TASK 1:
Can you scale the entries in the part that opens with the line containing "the flower center" and closes with the last of the entries, writing every line there again, requests included? Multiply each coordinate in the answers by 1.15 and round to whole numbers, with halves rounded up.

BEGIN TEXT TO READ

# Schulbetrieb, Schulphilosophie, Schulsatz, usw. (Mauthner)



## Löwenfrau

Hallo!

Mauthner verwendet sehr häufig dieses Wort Schul- als "Präfix", und manchmal weiss ich nicht, ob ich es als "academic" oder als "school" übersetzen soll (mehrere Beispiele): 

"Nur daß die Zeit, da der Streit im 9. Jahrhundert zuerst lebhaft wurde, von Aristoteles fast ebensowenig wußte wie von Platon, bei Platon fast nur auf Zitate angewiesen war, bei Aristoteles auf die lateinische Übersetzung einiger weniger Bücher und auf einige glossierende Schulbücher, die der geschichtliche Zufall in Ansehen gebracht und erhalten hatte."

"Schon die Berufung auf das vermeintliche Axiom, die Wesenheiten _(entia)_ seien ohne Not nicht zu vermehren, mußte nach den Gewohnheiten des damaligen Schulbetriebs die Gegner in Verlegenheit bringen. Den Ausschlag gab aber der andere lateinische Schulsatz: _res de re non praedicatur;_ nur ein Wort, ein Begriff, nicht aber ein reales Ding lasse sich von Etwas aussagen. Denkt man bei den Universalien an unsere Gattungswörter oder Gattungsnamen, so leuchtet die Wahrheit dieses Axioms für alle Schulbeispiele der alten Logik sofort ein; das Prädikat wird durch genera und species ausgedrückt, die also für diesen logischen Gebrauch nur Worte, Begriffe und keine Dinge sind;"

"Wenn Gattungsnamen und Eigenschaften  wirkliche Dinge waren, dann konnte die Logik blühen und die Psychologie mußte verkümmern; in Wahrheit  erschiene uns der Schulbetrieb der mittelalterlichen Logik gar nicht mehr so tot und unfruchtbar, wie er uns erscheint, wenn wir uns nur in die wortrealistischen Vorstellungen zurückversetzen könnten."

"Die Weiterentwicklung des englischen Nominalismus hat uns nun so weit geführt, daß wir sehr viele Begriffe der Schulphilosophie als Scheinbegriffe erkannt haben; nicht nur Begriffe, die der offenen oder heimlichen Theologie angehören, wie Gott, Freiheit, Unsterblichkeit, sondern auch die vermeintlichen Grundlagen alles wissenschaftlichen Denkens, wie Ursache, Gesetz."

Also: 



Schulbücher = academic manuals? / school manuals?
Schulbetrieb = Academy?; academic práxis?
Schulsatz = academic proposition?
Schulbeispiele = academic examples?
Schulphilosophie = academic philosophy?


----------



## fdb

“Schulmänner” are what in English are called “the Scholastics, scholastic philosophy”. Since the renaissance these words have a negative resonance. I think you would want to use words like “scholasticism” in this context.


----------



## manfy

A word of caution!!
Even though I agree with fdb, you would be ill-advised to blindly translate every 'Schul-xxx' as 'scholastic xxx'! If you do so, you might change the intended tone the author is setting.
You remember, in other sections of Mauthner's text he is using specifically the term 'Scholastiker' when he is referring to the supporters of Scholasticism.

END TEXT TO READ
BEGIN SUPPLIED MATERIAL

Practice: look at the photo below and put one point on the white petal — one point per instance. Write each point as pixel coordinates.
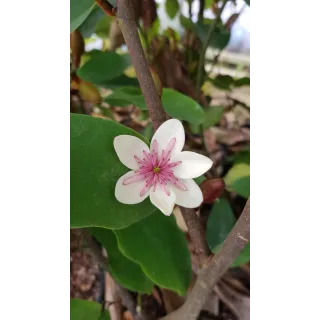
(168, 130)
(127, 147)
(130, 193)
(163, 202)
(192, 198)
(193, 165)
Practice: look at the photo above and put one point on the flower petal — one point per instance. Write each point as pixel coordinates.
(127, 147)
(192, 198)
(130, 193)
(162, 201)
(193, 165)
(166, 132)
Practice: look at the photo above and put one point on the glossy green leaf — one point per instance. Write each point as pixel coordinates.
(244, 257)
(94, 171)
(172, 8)
(220, 223)
(102, 66)
(160, 247)
(241, 186)
(213, 116)
(79, 11)
(181, 107)
(125, 271)
(87, 310)
(131, 95)
(87, 28)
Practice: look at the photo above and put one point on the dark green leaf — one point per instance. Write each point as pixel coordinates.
(220, 223)
(243, 257)
(159, 246)
(102, 28)
(245, 81)
(79, 11)
(94, 171)
(241, 186)
(102, 66)
(213, 116)
(87, 310)
(88, 26)
(125, 271)
(172, 7)
(181, 107)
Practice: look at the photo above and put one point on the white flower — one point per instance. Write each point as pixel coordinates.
(165, 173)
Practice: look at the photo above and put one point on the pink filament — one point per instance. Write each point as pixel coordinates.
(160, 177)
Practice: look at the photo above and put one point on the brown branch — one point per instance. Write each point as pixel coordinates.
(213, 270)
(128, 26)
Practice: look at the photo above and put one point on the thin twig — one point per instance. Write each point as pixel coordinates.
(213, 270)
(213, 28)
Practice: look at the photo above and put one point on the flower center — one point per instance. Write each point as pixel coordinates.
(156, 170)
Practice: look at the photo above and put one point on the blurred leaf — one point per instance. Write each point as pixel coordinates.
(88, 26)
(125, 271)
(102, 28)
(127, 96)
(148, 131)
(186, 22)
(241, 186)
(181, 107)
(87, 310)
(244, 257)
(79, 11)
(121, 81)
(242, 157)
(199, 179)
(160, 247)
(102, 66)
(94, 171)
(219, 39)
(239, 170)
(223, 82)
(172, 8)
(220, 223)
(245, 81)
(213, 116)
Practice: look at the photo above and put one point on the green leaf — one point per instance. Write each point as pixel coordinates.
(102, 66)
(94, 171)
(213, 116)
(244, 257)
(87, 310)
(88, 26)
(220, 223)
(79, 11)
(241, 186)
(245, 81)
(219, 39)
(159, 246)
(127, 96)
(181, 107)
(237, 171)
(223, 82)
(172, 7)
(125, 271)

END SUPPLIED MATERIAL

TASK 2:
In the thread on translating Mauthner's "Schul-" words, why does manfy warn against rendering every "Schul-" compound as "scholastic"?

TASK ANSWER 1:
Practice: look at the photo above and put one point on the flower center — one point per instance. Write each point as pixel coordinates.
(179, 196)
Practice: look at the photo above and put one point on the blurred leaf — one point per instance. Write each point as pixel coordinates.
(101, 30)
(144, 312)
(117, 32)
(146, 110)
(170, 151)
(214, 25)
(277, 214)
(208, 123)
(100, 357)
(281, 296)
(91, 13)
(139, 93)
(278, 181)
(229, 206)
(184, 284)
(117, 76)
(108, 197)
(252, 45)
(275, 196)
(256, 94)
(198, 9)
(253, 256)
(282, 93)
(245, 133)
Practice: look at the photo above and put one point on the green leaf — one point per instance. Write each point as pixel coordinates.
(117, 76)
(108, 197)
(245, 133)
(281, 296)
(100, 357)
(101, 30)
(253, 256)
(91, 13)
(277, 214)
(282, 93)
(252, 45)
(183, 283)
(146, 110)
(208, 123)
(273, 197)
(256, 94)
(198, 8)
(144, 312)

TASK ANSWER 2:
Doing so might change the tone Mauthner intends. In other sections of his text, he uses the specific term "Scholastiker" when referring to supporters of Scholasticism.